● **Quoted passage**
§

If $G$ is a finite group and all non-identity elements of $G$ are order 2 then the product of these elements is the identity.

As you note, the group is abelian. Since it has no element of order $p$ for any odd prime $p$, the order of the group is divisible only by the prime $2$, so the order is a power of $2$.

The group then has a subgroup $H$ of index $2$, with a coset $aH$. To each element $h$ of $H$ there corresponds an element $ah$ of $aH$. The product of these two elements is $ah^2$, which is $a$. So the product of all the elements is $a^r$, where $r$, half the order of the group, is even, and we're done.

Write $G=\displaystyle\bigcup_{g\in G }gH $.

For $g_1,g_2\in G $, either $g_1H=g_2H $ or $g_1H\cap g_2H=\emptyset$. Let $G'$ be a set of all $g$'s with pairwise disjoint cosets. Then we can write $G=\displaystyle\bigcup_{g\in G' }gH.$

Now the product of all elements can be written as $$\prod_{g\in G'}g\cdot ga\cdot gb\cdot gab =\prod_{g\in G'}g^4\cdot (ab)^2=1(\text{since $G$ is Abelian and every element is of order $2$}). $$

§

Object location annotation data
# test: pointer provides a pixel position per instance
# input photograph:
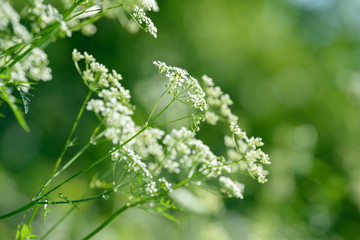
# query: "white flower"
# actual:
(231, 188)
(140, 16)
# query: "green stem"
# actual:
(78, 200)
(179, 119)
(114, 216)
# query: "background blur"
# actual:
(292, 68)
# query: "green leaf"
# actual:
(24, 232)
(26, 99)
(18, 114)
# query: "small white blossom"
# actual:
(140, 16)
(231, 188)
(180, 82)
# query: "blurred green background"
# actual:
(292, 68)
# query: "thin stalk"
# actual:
(69, 212)
(176, 120)
(157, 102)
(78, 200)
(114, 216)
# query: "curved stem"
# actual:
(114, 216)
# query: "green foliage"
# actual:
(24, 232)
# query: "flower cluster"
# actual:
(35, 65)
(186, 153)
(114, 100)
(182, 86)
(139, 16)
(145, 184)
(246, 151)
(41, 15)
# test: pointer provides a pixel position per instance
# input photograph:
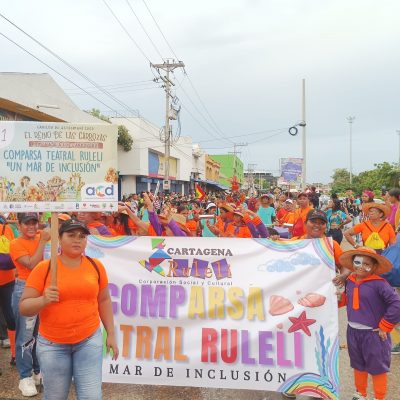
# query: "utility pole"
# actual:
(350, 120)
(235, 152)
(303, 125)
(167, 66)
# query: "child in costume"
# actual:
(373, 309)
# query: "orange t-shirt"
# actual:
(281, 213)
(222, 225)
(366, 228)
(239, 231)
(76, 316)
(7, 276)
(288, 218)
(192, 226)
(23, 247)
(301, 213)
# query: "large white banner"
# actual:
(53, 166)
(223, 313)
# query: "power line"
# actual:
(205, 108)
(249, 134)
(144, 30)
(205, 119)
(215, 127)
(126, 31)
(116, 91)
(118, 85)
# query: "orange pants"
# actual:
(379, 383)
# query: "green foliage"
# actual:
(384, 174)
(124, 138)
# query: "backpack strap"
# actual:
(91, 262)
(47, 272)
(95, 267)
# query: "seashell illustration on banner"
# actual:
(279, 305)
(312, 300)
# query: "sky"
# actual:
(244, 63)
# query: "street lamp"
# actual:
(398, 164)
(350, 120)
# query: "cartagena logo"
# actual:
(162, 263)
(99, 191)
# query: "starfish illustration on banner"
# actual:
(302, 322)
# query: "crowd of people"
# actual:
(67, 343)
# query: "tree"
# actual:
(96, 113)
(124, 138)
(341, 180)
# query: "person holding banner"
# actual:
(300, 215)
(373, 310)
(70, 343)
(26, 252)
(92, 220)
(7, 282)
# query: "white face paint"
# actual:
(358, 263)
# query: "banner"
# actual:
(223, 313)
(291, 168)
(49, 166)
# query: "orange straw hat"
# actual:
(226, 207)
(346, 259)
(383, 207)
(238, 212)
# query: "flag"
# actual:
(200, 193)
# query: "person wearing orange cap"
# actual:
(26, 252)
(238, 227)
(375, 232)
(224, 219)
(300, 214)
(7, 282)
(373, 309)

§

● **Task instructions**
1 > In the group theory thread, what must the order of the group be?
2 > Sum up the group theory thread in two sentences.
3 > Print the part of the group theory thread starting at "If $G$ is a" and ending at "power of $2$.".

● **Answer set**
1 > A power of 2.

2 > The thread deals with a finite group in which every non-identity element has order 2 and shows that the product of all its elements is the identity. One argument uses the fact that the group is abelian with order a power of 2, pairing each element of an index-2 subgroup with an element of its coset to get a product of $a^r$ with $r$ even, while another writes the group as a union of disjoint cosets and computes the product as 1.

3 >
If $G$ is a finite group and all non-identity elements of $G$ are order 2 then the product of these elements is the identity.

As you note, the group is abelian. Since it has no element of order $p$ for any odd prime $p$, the order of the group is divisible only by the prime $2$, so the order is a power of $2$.